(Dataset rows on where objects appear)
○ ○ ○ ○ ○ ○ ○

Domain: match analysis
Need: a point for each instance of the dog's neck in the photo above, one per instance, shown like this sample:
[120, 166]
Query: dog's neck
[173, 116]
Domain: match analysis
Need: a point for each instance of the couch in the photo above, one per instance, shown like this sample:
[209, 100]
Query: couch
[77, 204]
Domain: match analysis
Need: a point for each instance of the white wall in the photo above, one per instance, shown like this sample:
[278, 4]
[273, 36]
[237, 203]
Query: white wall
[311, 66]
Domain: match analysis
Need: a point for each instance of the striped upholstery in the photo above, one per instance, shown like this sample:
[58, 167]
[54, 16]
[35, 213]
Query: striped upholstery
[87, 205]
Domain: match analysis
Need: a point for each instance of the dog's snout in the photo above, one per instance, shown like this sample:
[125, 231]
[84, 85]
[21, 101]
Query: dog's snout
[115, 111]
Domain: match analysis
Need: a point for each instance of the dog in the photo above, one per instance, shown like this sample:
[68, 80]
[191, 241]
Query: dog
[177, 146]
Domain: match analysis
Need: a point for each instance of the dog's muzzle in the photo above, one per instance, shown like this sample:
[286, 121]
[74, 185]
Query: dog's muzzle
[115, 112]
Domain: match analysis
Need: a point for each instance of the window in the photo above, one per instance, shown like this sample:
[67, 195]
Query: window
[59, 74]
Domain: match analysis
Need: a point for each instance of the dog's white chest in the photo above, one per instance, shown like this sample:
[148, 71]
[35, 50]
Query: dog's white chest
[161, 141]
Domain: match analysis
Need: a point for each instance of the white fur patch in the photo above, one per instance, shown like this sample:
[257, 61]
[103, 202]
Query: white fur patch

○ ○ ○ ○ ○ ○ ○

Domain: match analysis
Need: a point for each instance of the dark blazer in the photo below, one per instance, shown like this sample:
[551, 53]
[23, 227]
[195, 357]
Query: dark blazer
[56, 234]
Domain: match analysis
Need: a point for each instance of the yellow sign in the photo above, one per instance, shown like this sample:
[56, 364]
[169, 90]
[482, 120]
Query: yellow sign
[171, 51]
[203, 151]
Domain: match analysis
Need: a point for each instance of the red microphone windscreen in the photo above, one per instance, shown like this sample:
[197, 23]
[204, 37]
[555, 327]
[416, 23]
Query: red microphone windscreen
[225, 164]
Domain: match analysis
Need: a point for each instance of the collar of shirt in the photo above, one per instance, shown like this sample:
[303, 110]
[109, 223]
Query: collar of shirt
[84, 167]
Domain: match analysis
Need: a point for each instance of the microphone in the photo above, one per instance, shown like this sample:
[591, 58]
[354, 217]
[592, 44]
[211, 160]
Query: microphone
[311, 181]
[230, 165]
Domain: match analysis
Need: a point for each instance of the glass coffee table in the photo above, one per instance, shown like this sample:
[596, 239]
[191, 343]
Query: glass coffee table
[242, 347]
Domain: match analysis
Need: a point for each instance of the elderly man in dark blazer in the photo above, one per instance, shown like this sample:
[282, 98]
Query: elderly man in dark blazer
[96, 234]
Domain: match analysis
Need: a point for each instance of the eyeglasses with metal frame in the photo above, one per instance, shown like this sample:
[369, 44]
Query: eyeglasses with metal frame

○ ○ ○ ○ ○ ○ ○

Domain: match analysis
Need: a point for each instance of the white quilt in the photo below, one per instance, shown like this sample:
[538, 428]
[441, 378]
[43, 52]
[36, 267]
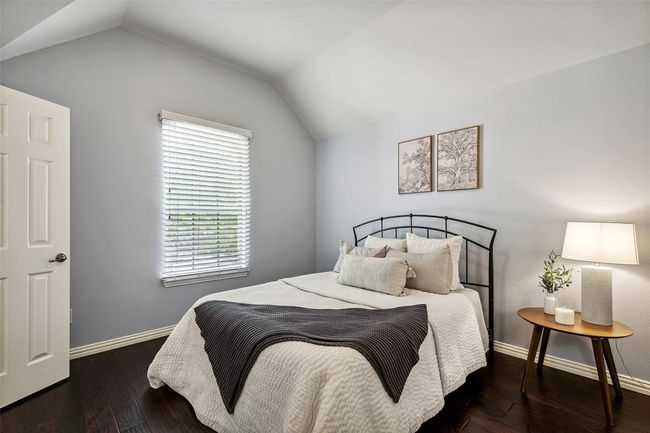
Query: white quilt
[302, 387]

○ ○ ○ ○ ○ ○ ○

SHORT TASK: Which lines of the rows above contain the string "neck"? Copy each such line, treating uppercase and lowercase as different.

CORRECT RESULT:
Need: a point for each instance of the dog's neck in the photo above, one per instance, shown like this sample:
Query: dog's neck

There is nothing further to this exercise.